_GOAL OF THE EXERCISE_: Check each line of the data for "instance" and select those that have it.

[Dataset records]

%%

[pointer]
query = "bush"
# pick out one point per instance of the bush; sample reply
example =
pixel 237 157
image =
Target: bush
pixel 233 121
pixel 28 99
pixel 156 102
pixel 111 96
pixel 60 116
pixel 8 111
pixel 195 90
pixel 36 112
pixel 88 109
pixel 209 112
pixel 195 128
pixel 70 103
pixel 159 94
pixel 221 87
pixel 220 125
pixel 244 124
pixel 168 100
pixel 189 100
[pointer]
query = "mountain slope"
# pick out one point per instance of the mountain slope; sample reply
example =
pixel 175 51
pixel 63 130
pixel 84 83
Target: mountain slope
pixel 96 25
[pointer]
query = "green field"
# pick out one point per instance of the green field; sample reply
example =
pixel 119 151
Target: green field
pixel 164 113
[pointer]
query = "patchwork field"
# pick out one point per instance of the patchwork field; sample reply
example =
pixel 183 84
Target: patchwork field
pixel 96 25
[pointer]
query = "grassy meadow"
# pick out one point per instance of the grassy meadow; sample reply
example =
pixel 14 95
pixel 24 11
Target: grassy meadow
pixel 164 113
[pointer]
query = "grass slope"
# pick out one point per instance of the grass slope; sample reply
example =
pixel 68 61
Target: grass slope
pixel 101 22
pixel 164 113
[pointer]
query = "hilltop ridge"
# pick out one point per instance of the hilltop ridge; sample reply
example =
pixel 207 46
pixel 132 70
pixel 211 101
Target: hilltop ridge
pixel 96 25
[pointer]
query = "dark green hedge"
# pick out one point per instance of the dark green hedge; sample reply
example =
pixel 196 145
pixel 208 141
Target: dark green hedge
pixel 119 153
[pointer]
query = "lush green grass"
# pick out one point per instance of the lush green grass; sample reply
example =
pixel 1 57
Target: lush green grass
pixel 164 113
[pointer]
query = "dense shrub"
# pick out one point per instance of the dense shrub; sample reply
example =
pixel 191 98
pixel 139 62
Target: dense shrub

%%

_SOLUTION TO THE EXERCISE_:
# pick out one point per instance of the bush; sample reply
# pick out one point per instance of the mountain slope; sample reply
# pick out one point per instance of the green field; sample reply
# pick out one point per instance of the patchwork field; sample reply
# pick out one point per instance of the grassy meadow; sample reply
# pick out one point per instance of the grass slope; sample reply
# pick out one point per instance of the hilltop ridge; sample reply
# pick out one point per instance of the dark green hedge; sample reply
# pick out one point per instance of the lush green grass; sample reply
# pick out one point per instance of the dense shrub; sample reply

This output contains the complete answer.